Task to carry out:
Nothing but the lines from the one containing "Put one point on every instance of the hockey player" through the one containing "Put one point on every instance of the jersey", both included, should be given again, each exactly as written below.

Dataset:
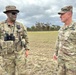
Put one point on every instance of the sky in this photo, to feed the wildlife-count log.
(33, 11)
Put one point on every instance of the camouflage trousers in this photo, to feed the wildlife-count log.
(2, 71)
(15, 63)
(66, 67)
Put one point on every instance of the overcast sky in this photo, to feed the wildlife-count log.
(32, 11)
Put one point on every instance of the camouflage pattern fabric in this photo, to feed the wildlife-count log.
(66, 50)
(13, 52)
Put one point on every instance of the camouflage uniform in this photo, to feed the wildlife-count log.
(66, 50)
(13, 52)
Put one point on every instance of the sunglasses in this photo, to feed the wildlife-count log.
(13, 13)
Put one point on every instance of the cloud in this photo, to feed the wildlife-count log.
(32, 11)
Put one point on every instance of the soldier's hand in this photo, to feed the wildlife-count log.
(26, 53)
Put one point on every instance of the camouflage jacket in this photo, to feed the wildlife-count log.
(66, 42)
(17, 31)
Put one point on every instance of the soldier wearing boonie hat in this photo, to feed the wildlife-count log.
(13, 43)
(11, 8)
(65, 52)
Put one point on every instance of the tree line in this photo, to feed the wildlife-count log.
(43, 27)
---
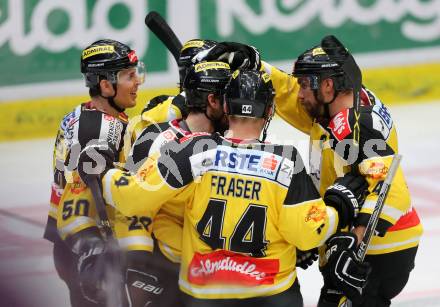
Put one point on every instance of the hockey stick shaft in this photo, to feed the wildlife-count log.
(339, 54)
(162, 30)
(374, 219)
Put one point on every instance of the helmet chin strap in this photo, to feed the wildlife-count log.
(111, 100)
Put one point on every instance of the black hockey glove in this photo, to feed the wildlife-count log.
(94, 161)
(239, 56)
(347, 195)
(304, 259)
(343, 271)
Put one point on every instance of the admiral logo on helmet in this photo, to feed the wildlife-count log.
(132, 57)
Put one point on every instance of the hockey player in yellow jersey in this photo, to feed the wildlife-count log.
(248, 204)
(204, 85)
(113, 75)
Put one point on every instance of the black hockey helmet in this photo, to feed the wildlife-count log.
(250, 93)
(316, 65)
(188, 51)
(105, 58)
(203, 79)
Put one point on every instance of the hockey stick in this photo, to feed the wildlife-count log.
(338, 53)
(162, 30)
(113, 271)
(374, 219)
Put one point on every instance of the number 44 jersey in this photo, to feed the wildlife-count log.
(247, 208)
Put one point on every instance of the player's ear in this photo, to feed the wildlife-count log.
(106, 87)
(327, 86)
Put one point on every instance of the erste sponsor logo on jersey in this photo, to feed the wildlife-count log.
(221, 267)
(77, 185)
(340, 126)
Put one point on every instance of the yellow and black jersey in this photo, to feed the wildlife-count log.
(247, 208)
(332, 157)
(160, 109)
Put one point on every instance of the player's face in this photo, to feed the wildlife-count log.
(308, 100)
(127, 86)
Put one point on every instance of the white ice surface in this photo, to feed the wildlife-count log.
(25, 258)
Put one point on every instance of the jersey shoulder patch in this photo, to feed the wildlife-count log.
---
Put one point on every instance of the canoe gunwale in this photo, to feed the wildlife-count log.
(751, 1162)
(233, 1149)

Problem solution:
Put one point on every instance of the hockey player in yellow jersey in this photo, to feed the wildlife-count log.
(248, 204)
(204, 85)
(113, 75)
Put one point on every instance of the black hockey helmet in this photo, to feed the wildlife-count log.
(250, 93)
(316, 65)
(188, 51)
(105, 58)
(203, 79)
Put one point on every instance of the hockey stick in this photo, to feed the wildlife-count log.
(338, 53)
(162, 30)
(113, 271)
(374, 219)
Put one point on every instance of the number 44 jersey in this photo, to feed the wildlife-count log.
(247, 208)
Put one point on every instance of the player's ear in this photo, to feed the wildlife-count log.
(106, 87)
(327, 86)
Put one point on every instance of the erste sponsor logo on jersey in this photo, to feed the wildlife-count log.
(221, 267)
(77, 185)
(340, 126)
Put one point on every instance of the yellow and black jersey in this photo, to feed the wildlife-count log.
(247, 208)
(332, 157)
(160, 109)
Put one point on every instance of the player's face in this photo, to feed the wildlife-count log.
(308, 100)
(127, 86)
Put one point on every instance of the white ice surface in this photo, to feed the wildlife-count log.
(25, 258)
Put one point on every instance of the jersey shoulder patch in this photo, to feed the wildlife-count log.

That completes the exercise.